Pick out each line in the material below that contains the word "jacket" and copy those lines.

### SUPPLIED INFORMATION

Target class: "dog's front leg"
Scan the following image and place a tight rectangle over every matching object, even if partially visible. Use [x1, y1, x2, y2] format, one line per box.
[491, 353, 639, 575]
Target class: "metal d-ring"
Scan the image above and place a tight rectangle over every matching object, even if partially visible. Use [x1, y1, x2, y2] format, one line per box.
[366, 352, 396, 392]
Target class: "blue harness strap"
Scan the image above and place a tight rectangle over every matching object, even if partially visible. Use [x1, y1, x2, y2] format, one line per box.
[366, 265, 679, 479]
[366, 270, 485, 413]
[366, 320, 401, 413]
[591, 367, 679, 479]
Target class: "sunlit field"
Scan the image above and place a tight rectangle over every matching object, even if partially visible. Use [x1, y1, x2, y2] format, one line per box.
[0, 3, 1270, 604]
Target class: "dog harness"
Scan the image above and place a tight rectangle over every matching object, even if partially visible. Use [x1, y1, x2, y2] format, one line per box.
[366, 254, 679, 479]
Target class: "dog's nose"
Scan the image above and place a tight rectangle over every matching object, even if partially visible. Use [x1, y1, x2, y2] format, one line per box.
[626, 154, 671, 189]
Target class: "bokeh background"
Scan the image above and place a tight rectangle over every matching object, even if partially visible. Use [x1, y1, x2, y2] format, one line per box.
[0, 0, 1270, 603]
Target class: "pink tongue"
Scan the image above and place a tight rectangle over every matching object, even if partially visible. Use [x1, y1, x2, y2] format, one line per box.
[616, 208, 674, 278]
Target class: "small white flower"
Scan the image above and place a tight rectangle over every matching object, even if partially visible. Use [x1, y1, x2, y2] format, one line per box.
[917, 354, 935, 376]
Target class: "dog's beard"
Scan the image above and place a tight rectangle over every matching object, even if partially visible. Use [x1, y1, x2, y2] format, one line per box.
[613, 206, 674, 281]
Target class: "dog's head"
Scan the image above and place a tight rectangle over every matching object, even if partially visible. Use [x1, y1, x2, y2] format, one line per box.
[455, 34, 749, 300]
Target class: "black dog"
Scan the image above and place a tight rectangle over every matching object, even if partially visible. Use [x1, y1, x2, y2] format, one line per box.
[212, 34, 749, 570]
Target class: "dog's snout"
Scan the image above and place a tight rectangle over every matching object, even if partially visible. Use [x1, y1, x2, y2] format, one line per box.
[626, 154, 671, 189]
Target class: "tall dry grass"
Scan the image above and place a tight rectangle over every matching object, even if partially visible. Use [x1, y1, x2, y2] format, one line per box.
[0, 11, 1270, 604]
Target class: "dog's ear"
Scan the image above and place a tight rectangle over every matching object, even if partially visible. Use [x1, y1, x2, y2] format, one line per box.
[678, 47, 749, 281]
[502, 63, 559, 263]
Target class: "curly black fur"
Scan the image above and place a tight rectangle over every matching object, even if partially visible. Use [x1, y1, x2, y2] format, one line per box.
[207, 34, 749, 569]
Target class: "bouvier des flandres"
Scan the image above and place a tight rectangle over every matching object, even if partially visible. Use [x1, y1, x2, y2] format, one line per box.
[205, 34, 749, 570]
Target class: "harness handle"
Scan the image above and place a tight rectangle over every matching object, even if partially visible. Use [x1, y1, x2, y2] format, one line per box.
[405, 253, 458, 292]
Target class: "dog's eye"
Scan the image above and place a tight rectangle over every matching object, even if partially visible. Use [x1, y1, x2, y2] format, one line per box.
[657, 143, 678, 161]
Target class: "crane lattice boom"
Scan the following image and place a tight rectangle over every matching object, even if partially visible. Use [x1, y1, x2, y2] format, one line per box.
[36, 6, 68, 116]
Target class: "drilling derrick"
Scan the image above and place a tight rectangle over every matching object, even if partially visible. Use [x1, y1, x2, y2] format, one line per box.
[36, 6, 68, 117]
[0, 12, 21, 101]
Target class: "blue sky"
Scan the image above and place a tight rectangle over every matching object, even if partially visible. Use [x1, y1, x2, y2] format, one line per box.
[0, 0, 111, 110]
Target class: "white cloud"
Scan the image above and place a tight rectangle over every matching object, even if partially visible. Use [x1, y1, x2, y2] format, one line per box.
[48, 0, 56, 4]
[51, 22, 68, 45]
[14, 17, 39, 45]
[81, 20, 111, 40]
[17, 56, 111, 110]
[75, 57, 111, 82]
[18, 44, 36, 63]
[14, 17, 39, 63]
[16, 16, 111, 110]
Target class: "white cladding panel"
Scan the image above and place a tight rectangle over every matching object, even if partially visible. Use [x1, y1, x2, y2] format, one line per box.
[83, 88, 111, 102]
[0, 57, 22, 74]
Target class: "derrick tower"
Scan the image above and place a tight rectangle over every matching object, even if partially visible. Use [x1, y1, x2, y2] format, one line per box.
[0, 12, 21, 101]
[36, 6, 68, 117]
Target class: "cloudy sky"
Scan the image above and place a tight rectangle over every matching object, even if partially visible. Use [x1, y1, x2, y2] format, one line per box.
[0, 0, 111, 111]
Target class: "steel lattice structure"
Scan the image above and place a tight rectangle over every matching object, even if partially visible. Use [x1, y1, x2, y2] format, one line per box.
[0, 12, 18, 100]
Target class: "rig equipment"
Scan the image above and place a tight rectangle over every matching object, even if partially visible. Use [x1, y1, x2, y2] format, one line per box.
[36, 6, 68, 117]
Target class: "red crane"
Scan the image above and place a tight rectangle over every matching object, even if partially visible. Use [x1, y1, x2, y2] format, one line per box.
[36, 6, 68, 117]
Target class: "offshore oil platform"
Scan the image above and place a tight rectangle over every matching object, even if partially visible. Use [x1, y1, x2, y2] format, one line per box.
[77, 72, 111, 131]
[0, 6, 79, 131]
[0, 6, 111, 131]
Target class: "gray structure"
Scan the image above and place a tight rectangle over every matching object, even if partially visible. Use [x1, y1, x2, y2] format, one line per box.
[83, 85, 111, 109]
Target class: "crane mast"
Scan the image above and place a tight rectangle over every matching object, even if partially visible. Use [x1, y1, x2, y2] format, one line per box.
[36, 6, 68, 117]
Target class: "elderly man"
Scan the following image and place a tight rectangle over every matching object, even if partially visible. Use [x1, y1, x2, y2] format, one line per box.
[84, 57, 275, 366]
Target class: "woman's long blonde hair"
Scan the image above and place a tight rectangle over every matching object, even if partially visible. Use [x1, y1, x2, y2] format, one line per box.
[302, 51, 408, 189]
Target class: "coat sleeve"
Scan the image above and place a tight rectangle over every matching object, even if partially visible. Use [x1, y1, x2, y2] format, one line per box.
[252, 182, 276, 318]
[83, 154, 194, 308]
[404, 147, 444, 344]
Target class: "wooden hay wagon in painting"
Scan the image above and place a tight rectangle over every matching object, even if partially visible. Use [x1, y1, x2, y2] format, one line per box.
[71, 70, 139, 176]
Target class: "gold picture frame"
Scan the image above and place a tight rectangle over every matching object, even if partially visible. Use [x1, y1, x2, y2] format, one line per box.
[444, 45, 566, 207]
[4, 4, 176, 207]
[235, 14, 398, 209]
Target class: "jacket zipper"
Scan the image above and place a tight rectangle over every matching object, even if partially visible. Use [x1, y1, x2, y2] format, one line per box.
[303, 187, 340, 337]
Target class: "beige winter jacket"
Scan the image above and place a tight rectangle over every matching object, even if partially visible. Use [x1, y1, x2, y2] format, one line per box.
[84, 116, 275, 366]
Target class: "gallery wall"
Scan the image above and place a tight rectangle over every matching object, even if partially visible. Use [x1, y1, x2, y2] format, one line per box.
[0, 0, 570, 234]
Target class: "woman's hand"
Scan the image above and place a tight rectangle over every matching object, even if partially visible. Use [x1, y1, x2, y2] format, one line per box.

######

» **SOLUTION BELOW**:
Target class: "jacket zipper"
Target class: "beige winter jacket"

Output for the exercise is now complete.